(CHALLENGE):
Write out the entries, please, from the line containing "query | person walking" through their final line, exactly and with nothing else.

^^^^

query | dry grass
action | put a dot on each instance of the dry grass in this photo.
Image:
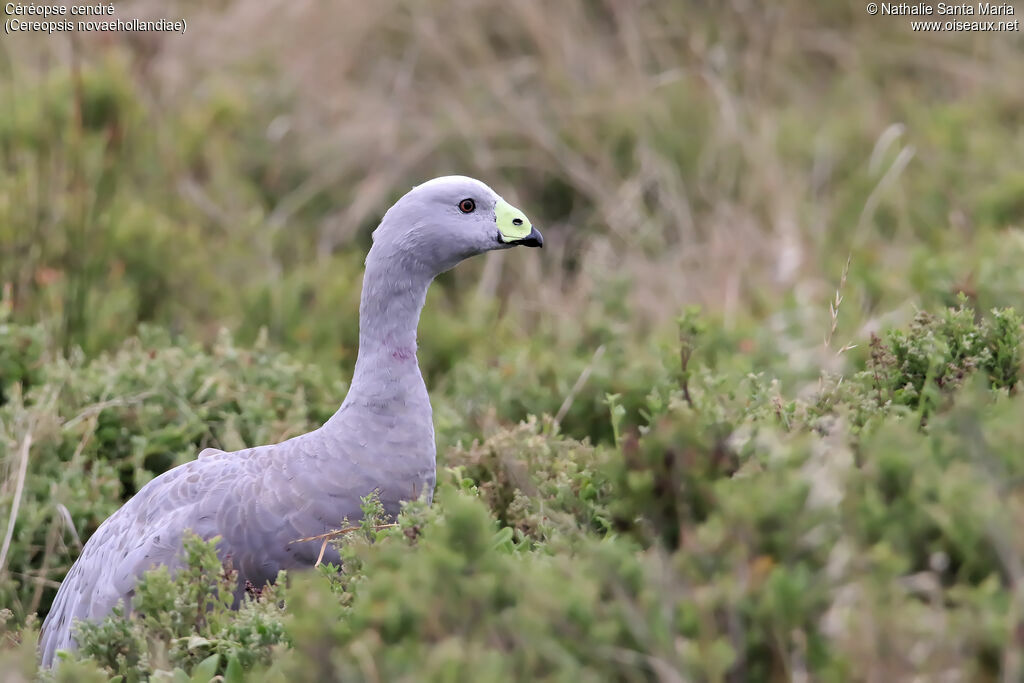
(666, 125)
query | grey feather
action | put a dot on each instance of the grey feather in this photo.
(261, 500)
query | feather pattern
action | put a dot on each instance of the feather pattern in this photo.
(259, 501)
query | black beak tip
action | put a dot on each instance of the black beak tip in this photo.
(535, 239)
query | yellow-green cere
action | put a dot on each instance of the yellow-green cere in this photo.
(512, 223)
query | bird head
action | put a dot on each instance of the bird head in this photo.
(445, 220)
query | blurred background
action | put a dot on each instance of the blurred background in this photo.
(726, 154)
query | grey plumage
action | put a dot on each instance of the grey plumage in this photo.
(262, 499)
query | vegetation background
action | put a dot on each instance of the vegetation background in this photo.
(818, 477)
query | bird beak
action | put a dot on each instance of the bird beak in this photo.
(535, 239)
(514, 227)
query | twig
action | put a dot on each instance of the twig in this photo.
(834, 309)
(581, 381)
(334, 535)
(16, 503)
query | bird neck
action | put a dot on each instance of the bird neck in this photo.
(394, 289)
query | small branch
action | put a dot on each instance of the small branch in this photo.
(16, 503)
(334, 535)
(581, 381)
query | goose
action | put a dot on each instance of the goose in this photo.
(260, 500)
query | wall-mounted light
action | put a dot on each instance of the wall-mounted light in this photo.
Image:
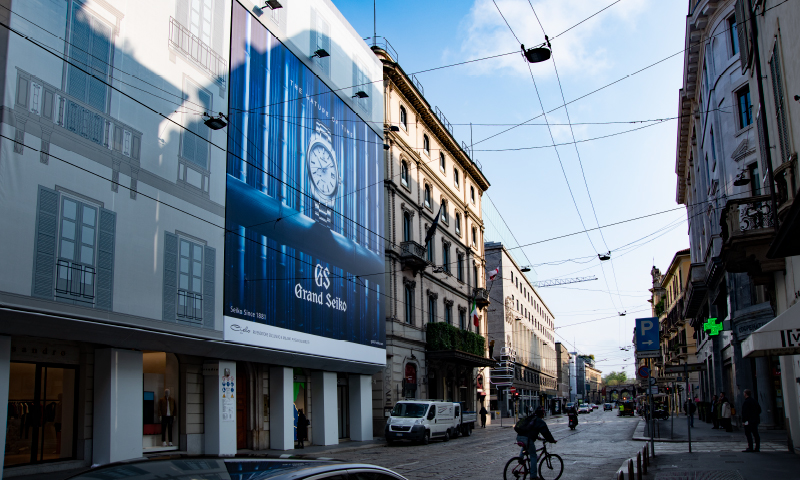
(215, 123)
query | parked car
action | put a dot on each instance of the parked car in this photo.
(260, 467)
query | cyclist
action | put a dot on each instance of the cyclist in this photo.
(529, 429)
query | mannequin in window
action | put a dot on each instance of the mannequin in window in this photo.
(168, 411)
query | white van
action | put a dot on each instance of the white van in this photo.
(422, 420)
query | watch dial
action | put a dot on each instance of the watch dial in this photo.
(322, 168)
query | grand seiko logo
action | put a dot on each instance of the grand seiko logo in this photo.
(322, 280)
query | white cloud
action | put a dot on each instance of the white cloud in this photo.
(485, 34)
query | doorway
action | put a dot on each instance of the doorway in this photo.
(241, 407)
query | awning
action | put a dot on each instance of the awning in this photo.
(781, 336)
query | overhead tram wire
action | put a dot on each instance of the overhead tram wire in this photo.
(580, 162)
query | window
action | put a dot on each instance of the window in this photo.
(780, 106)
(194, 139)
(190, 281)
(734, 35)
(446, 256)
(409, 304)
(745, 109)
(91, 49)
(428, 196)
(755, 179)
(75, 267)
(406, 227)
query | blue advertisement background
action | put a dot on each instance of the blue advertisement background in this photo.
(274, 247)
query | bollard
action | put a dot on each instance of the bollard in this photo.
(639, 466)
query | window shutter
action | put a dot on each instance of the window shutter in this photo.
(743, 30)
(105, 260)
(44, 259)
(170, 291)
(209, 268)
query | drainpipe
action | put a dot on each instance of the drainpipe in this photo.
(763, 116)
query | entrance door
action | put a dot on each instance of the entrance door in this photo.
(344, 408)
(241, 407)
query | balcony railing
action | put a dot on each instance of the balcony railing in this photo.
(202, 55)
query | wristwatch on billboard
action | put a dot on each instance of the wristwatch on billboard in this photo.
(323, 174)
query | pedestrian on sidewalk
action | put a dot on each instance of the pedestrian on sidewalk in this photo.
(751, 417)
(725, 413)
(714, 412)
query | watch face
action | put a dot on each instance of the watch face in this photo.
(323, 170)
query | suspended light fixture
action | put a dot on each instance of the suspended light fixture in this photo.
(215, 123)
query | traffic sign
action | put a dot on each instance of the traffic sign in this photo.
(647, 330)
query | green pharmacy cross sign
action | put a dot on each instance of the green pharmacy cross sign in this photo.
(712, 327)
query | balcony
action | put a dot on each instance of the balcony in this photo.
(481, 296)
(748, 228)
(412, 255)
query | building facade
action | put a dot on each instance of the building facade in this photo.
(434, 285)
(159, 245)
(522, 327)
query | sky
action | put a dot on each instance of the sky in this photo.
(548, 192)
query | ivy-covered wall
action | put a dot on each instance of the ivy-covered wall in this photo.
(443, 336)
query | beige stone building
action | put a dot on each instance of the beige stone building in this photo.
(429, 172)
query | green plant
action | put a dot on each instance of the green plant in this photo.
(443, 336)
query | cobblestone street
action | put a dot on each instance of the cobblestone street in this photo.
(596, 449)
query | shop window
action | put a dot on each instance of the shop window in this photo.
(160, 373)
(42, 413)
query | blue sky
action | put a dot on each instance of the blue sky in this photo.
(628, 175)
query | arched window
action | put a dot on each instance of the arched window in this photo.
(406, 226)
(428, 196)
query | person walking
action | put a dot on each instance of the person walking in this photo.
(751, 417)
(725, 413)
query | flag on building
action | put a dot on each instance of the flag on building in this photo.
(493, 274)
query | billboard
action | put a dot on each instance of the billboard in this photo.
(304, 229)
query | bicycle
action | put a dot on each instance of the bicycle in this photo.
(518, 468)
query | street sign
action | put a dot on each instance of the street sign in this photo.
(648, 354)
(693, 367)
(647, 334)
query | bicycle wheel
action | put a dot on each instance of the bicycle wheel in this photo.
(516, 469)
(551, 467)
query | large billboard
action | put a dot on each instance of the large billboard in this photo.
(304, 229)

^^^^

(REPLY):
query | person walking
action | put a dot on each instance of the person walking in this photo.
(751, 417)
(725, 413)
query | flag on building
action | put a dot on each instance of the flag on building in this photo.
(493, 274)
query | billboard
action | put a dot on each instance of the billboard in this photo.
(304, 229)
query | bicycle
action | put a dot on each instance of the bicycle in this photo.
(518, 468)
query | street sign
action | put a dot on each instance of the street sign in this photo.
(648, 354)
(693, 367)
(647, 334)
query | bicycle wheel
action | put a dot on each instance of the bicycle wheel in this photo.
(516, 469)
(551, 467)
query | large billboard
action | put a dot on each instance of the large billboard in this photo.
(304, 229)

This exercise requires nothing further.